* START Given text *

# Replace self propell clutch disengagment spring on HRM215



## SailorSam (Aug 13, 2011)

Hi, 
I'm trying to figure out how to install a replacement for the spring that disengages the self propell cluch on a HRM215EH. I'm begining to think I have to drop the enire clutch out of the machine and don't have a clue on how to do that either. Any and all assistance is welcome.


----------



## 30yearTech (Sep 14, 2006)

Reference # 4 is the clutch return spring. It's not inside the transmission. It's usually easier if you remove the deck baffle as you have greater access to the transmission with the baffle out of the way.

Since the reference numbers do not show up in the illustration, the spring I am talking about is the one almost in the center of the IPL. The one near the top is for the belt tension.


----------



## SailorSam (Aug 13, 2011)

Thanks 30YR Tech.
While waiting for a reply, I decided to have another go at fixing it. I came to the conclusion that you recommended - remove the baffle. That took a few minutes to figure out by itself. Biggest problem was the bolt that goes into the grass discharge chute. I ended up cutting it off because it was so badly rusted and I couldn't get anything to hold the one end. Once the housing was out of the way, putting the spring on was pretty simple.
For anyone else doing the same repair, there are 4 bolts on the housing, 2 below the motor, one that goes into the grass chute, and one that is accessed after removing one of the rear wheels.
Well I hope I'm good for another 5-6 years...


----------



## 30yearTech (Sep 14, 2006)

Yes, that bolt in the discharge chute can and usually is a royal pain to remove. You can remove the one on the side without taking the wheel off, just rotate the adjustment so it's out of the way.

Glad you got it all figured out... :thumbsup:


----------

* END Given text *
* START Dataset records *

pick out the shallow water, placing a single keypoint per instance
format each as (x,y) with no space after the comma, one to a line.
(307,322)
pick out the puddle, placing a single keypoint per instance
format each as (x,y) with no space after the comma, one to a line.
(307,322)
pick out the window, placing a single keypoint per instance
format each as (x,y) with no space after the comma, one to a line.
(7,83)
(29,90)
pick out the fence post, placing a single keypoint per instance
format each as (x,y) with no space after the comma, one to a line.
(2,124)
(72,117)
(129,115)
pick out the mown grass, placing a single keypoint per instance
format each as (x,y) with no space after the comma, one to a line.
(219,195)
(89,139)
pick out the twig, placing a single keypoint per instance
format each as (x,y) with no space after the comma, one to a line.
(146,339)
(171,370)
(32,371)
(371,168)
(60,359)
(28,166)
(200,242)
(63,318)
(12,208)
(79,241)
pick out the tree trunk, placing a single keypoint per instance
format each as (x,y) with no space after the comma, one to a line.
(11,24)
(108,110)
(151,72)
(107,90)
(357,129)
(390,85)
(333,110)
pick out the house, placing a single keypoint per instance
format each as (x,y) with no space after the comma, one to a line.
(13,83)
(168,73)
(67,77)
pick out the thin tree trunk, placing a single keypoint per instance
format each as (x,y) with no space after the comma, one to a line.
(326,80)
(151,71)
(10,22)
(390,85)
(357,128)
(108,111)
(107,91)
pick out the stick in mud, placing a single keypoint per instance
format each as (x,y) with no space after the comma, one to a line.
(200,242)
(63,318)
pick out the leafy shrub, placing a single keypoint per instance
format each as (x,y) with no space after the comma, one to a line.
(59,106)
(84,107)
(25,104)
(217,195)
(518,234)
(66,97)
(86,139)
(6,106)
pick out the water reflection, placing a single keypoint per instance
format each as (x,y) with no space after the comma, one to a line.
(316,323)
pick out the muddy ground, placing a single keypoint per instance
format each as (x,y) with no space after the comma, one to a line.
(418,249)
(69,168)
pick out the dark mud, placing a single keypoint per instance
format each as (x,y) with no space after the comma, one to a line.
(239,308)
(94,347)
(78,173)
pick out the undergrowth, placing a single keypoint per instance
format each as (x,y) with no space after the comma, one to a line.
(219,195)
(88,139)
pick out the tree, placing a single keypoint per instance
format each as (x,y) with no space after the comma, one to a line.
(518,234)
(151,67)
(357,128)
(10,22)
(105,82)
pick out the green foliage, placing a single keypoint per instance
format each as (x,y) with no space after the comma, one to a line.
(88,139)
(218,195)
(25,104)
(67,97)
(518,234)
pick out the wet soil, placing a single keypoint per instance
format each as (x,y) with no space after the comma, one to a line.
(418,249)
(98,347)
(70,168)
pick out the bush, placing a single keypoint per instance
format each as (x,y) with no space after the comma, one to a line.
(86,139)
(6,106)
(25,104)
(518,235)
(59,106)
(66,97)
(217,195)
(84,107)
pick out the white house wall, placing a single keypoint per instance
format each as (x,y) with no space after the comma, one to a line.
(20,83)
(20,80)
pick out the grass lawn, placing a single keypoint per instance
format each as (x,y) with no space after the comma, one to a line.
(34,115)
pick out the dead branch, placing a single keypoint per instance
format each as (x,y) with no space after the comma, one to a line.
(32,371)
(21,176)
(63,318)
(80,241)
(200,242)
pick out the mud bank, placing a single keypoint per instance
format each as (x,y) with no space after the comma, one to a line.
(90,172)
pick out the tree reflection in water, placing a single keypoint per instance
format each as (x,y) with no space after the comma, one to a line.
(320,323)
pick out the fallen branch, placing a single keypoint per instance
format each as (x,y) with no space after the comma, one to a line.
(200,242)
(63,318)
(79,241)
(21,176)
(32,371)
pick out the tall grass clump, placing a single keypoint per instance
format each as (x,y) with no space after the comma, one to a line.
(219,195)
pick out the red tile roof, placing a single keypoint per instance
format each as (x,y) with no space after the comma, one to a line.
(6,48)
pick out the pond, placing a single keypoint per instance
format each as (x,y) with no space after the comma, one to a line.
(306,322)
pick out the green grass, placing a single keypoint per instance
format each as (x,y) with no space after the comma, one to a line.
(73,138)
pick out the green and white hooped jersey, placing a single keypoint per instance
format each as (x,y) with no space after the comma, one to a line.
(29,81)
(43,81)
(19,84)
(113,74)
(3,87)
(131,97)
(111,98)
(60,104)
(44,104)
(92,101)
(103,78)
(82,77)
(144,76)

* END Dataset records *

# Task brief:
In one to three sentences, explain why the HRM215 spring thread recommends removing the deck baffle before replacing the clutch return spring.

# Final result:
With the deck baffle removed, there is greater access to the transmission, so the job is usually easier. Once that housing was out of the way, putting the spring on was pretty simple.